Starting at the line that holds "Can you see the lamp", transcribe every line to the end of the data exactly; include no other lines.
--- START ---
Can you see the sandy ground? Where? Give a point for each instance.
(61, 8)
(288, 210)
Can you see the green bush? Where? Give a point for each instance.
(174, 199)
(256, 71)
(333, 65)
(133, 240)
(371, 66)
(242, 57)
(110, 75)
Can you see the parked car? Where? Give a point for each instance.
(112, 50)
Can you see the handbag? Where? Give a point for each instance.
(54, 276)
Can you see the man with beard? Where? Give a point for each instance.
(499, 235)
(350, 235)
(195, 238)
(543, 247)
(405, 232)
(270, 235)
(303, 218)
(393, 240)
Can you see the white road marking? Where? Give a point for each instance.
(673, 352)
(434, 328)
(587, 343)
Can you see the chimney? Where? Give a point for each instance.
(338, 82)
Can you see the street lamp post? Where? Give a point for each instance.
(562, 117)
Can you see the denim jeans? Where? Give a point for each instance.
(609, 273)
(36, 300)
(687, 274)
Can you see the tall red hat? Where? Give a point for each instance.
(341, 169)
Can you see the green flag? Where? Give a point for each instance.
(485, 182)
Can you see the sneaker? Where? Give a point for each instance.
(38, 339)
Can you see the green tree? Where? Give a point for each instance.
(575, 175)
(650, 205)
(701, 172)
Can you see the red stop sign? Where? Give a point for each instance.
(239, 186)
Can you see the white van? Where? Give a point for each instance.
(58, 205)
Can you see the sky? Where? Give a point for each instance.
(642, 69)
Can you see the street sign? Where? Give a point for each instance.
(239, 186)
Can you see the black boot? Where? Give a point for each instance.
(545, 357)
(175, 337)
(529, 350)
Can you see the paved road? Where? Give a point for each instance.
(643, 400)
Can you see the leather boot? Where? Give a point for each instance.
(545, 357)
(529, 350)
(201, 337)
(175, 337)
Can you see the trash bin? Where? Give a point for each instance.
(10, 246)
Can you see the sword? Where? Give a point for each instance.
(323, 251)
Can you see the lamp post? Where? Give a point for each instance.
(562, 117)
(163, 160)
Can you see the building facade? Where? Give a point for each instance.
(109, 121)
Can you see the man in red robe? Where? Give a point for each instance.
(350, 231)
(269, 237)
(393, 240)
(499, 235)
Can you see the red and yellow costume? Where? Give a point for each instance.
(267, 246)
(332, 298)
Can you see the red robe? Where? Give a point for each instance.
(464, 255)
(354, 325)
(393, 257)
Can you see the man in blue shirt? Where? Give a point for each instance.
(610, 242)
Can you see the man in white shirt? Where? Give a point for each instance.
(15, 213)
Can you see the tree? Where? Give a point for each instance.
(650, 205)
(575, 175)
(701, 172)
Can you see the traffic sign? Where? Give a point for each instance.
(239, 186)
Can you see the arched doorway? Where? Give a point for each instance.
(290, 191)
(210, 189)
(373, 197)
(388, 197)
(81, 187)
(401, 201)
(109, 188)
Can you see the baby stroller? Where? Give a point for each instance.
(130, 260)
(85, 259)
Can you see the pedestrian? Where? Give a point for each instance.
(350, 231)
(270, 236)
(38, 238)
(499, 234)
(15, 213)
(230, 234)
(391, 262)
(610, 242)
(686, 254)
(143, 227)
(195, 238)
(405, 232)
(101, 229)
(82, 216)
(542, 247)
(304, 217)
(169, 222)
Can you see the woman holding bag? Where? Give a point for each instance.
--- END ---
* Answer space:
Can you see the lamp post? Where? Give a point for each instance.
(562, 117)
(163, 160)
Can you see the building facade? Where? Give a point for each instance.
(109, 121)
Can you see the man in red robe? Where? Give a point for each instance.
(350, 231)
(269, 237)
(393, 240)
(499, 235)
Can you see the red and yellow costume? Where? Give a point for each instance.
(267, 246)
(332, 298)
Can you see the red robe? Where? Give a point for each instance.
(464, 255)
(354, 325)
(393, 257)
Can you see the man in blue shirt? Where? Give a point for each instance.
(610, 242)
Can you see the man in white shirt? Where? Give a point for each instance.
(15, 213)
Can you see the tree? Where? Give a point for each instance.
(650, 205)
(575, 175)
(701, 172)
Can you see the traffic sign? Where? Give a point for each instance.
(239, 186)
Can you see the arched doorway? Where? Give a point for each instance.
(290, 191)
(210, 189)
(373, 197)
(388, 197)
(81, 187)
(401, 201)
(109, 188)
Can you see the baby stroller? Where? Give a point for each instance.
(130, 260)
(85, 259)
Can you see the pedestrian? Where? Give a point for each instance.
(350, 231)
(270, 236)
(38, 238)
(499, 234)
(15, 213)
(230, 234)
(391, 262)
(610, 242)
(686, 254)
(143, 227)
(195, 238)
(405, 232)
(101, 229)
(82, 216)
(542, 247)
(304, 217)
(169, 222)
Can you see the woman holding bag? Where? Give a point for each instance.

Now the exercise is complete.